[Records provided]
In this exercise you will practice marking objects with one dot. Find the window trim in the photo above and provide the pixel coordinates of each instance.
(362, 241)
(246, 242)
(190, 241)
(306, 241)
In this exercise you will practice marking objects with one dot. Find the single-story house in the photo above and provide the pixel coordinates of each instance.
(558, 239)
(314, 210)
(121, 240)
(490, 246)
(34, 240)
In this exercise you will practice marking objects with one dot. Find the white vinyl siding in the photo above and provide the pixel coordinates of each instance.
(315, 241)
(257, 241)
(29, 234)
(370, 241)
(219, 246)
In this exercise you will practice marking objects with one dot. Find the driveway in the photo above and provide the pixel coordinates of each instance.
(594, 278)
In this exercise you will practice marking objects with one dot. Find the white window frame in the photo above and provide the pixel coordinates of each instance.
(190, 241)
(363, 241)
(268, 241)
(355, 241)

[Task description]
Write out the whole listing above again, request lines included, and add -3 to every coordinate value in the answer points.

[Task output]
In this exercise you will practice marking objects with one dot. Find the window trim in the photo above and provide the pixel coordinates of each instance.
(359, 238)
(243, 239)
(187, 238)
(303, 238)
In this exercise you will practice marking objects with one dot. Find the single-story house in the photo above and provide the pixel coordinates of each instance.
(555, 236)
(311, 207)
(118, 237)
(487, 243)
(31, 237)
In this exercise you will practice marking objects with one dot. Find the white vinyl siding in the photo above and provide the pixel coordinates of each instance.
(312, 238)
(254, 238)
(26, 231)
(367, 238)
(216, 243)
In this exercise you will practice marking objects with one dot. Find the driveway in the photo above and provide the pixel coordinates of each instance.
(591, 275)
In this exercise you will practice marking objects with one dot. Find the white window frame in the photo above and provide the pixel coordinates of each instance.
(187, 238)
(360, 238)
(265, 238)
(352, 238)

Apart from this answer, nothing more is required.